Every line of the records below from the line with "The prompts in" up to and including the line with "negative clicks: (138, 140) (146, 104)" must be reproduced exactly, and no line outside that range.

:: Listed entries ::
-=-=-=-=-
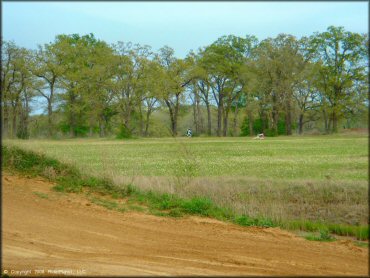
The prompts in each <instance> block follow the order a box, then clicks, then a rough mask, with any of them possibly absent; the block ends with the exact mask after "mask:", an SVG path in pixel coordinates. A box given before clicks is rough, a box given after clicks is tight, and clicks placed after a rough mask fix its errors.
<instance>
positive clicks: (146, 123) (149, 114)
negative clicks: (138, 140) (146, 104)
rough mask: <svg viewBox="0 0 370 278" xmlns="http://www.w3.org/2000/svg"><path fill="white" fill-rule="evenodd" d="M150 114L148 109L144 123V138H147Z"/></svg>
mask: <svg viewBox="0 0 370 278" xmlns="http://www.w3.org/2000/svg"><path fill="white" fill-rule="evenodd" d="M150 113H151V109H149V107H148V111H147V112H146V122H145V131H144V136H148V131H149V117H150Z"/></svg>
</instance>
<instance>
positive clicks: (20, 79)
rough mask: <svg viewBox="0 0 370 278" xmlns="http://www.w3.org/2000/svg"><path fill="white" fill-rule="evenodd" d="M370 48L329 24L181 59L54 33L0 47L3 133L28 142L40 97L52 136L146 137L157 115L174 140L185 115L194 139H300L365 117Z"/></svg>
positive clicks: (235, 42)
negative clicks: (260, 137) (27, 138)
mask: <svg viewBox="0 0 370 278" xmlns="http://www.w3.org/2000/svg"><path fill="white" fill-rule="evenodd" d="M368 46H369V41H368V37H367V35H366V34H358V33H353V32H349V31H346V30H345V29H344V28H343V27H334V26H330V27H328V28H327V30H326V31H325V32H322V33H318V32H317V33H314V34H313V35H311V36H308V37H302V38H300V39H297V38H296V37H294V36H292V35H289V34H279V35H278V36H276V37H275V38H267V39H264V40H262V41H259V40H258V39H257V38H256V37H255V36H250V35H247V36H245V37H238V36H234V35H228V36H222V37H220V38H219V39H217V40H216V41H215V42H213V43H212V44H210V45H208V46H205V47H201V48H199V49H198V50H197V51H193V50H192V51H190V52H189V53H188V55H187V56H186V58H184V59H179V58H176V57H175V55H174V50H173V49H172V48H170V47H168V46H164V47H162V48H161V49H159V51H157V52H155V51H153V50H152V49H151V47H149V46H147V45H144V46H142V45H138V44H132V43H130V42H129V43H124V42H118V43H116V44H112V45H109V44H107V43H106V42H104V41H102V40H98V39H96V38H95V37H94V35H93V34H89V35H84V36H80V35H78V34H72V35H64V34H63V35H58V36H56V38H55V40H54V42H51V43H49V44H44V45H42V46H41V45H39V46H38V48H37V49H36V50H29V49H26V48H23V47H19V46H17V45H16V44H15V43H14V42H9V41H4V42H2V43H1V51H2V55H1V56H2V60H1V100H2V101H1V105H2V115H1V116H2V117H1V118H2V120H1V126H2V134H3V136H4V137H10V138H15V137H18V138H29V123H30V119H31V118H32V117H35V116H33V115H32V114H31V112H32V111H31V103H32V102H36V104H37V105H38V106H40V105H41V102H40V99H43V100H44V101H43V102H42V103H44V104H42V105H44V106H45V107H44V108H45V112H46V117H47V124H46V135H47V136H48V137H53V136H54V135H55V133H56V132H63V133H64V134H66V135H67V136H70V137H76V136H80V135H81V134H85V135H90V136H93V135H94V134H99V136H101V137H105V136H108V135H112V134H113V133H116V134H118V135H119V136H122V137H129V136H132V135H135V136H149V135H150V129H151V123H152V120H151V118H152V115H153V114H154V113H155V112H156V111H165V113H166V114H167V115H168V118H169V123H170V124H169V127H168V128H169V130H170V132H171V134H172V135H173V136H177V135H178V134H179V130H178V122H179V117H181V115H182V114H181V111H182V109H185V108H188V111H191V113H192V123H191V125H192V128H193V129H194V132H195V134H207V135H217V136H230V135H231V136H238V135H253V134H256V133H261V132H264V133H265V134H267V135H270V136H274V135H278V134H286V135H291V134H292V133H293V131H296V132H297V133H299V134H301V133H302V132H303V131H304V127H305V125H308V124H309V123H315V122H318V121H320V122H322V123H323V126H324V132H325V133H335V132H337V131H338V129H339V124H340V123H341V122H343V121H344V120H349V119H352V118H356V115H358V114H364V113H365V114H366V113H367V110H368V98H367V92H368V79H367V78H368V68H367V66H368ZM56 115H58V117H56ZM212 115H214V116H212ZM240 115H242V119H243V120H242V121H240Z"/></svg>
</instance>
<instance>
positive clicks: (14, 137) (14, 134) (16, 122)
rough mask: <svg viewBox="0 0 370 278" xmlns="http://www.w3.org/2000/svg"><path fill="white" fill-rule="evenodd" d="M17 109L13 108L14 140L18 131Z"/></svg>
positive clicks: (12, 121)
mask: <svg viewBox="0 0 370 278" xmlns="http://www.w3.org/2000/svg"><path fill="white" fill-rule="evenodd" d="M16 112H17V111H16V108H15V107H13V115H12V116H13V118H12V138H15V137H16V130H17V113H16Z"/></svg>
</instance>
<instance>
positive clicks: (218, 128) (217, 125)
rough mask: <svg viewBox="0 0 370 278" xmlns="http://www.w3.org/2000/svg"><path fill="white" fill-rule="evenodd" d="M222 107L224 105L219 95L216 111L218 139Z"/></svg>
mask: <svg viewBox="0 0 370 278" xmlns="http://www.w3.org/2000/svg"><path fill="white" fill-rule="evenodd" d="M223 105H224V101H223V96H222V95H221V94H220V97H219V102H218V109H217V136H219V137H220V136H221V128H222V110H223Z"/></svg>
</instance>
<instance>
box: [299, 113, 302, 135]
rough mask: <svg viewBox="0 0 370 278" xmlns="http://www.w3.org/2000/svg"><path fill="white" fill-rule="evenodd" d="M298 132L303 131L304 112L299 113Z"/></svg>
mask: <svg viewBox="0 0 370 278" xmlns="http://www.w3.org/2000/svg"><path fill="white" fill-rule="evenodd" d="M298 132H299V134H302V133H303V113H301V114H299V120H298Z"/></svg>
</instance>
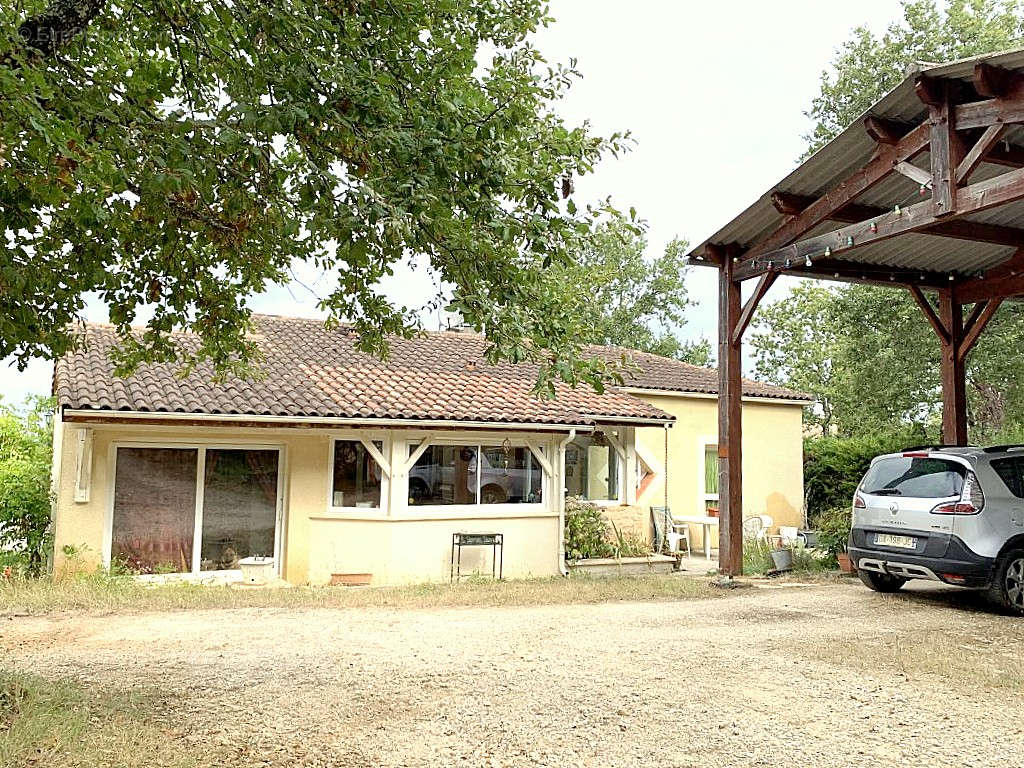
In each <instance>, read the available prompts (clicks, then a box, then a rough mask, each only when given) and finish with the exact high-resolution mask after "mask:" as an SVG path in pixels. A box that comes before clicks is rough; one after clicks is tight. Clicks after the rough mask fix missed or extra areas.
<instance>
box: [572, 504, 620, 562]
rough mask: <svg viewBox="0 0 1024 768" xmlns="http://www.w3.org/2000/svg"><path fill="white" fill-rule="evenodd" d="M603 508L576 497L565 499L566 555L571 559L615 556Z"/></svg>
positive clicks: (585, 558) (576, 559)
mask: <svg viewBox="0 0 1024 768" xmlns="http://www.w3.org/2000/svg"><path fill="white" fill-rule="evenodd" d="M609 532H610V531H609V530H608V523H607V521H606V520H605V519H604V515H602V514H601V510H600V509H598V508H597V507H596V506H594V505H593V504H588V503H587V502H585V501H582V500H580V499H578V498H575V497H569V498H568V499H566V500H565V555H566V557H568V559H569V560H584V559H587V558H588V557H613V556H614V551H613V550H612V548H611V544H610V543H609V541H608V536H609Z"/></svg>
-=-=-=-=-
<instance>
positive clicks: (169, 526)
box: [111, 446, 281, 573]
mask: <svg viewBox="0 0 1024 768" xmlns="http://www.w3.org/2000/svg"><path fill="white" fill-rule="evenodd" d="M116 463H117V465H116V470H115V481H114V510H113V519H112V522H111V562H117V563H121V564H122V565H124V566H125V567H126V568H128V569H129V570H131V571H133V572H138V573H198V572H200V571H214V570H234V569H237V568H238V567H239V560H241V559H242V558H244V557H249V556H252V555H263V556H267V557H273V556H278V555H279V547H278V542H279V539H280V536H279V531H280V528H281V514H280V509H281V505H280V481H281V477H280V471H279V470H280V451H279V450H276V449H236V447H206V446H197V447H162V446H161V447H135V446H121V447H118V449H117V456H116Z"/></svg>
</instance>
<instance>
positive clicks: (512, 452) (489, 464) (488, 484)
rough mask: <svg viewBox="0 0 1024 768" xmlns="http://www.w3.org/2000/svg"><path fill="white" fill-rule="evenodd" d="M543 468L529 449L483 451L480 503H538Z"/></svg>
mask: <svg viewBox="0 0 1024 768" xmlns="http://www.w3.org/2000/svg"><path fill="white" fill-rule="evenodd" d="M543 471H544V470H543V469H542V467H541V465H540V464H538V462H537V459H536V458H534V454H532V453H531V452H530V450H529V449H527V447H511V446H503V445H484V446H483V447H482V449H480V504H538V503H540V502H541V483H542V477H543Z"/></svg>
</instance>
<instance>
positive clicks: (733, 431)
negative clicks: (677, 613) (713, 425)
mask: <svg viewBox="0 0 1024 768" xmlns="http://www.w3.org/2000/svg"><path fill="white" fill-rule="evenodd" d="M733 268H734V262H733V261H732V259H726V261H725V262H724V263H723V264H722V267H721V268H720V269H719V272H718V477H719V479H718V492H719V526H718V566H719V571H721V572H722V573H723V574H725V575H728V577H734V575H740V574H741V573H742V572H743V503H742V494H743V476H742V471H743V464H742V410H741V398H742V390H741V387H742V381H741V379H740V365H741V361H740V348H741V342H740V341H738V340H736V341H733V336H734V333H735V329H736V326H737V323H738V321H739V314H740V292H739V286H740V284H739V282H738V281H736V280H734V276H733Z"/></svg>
-=-=-=-=-
:: Task answer ::
The prompts in each <instance> block follow the order a box, then clicks, then a rough mask, with any of them possibly absent; the block ends with the exact mask after "mask:", an SVG path in pixel coordinates. A box given before clicks is rough, a box given after clicks is tight, and clicks placed after a rough mask fix its errors.
<instance>
positive clicks: (146, 123) (149, 114)
negative clicks: (138, 140) (146, 104)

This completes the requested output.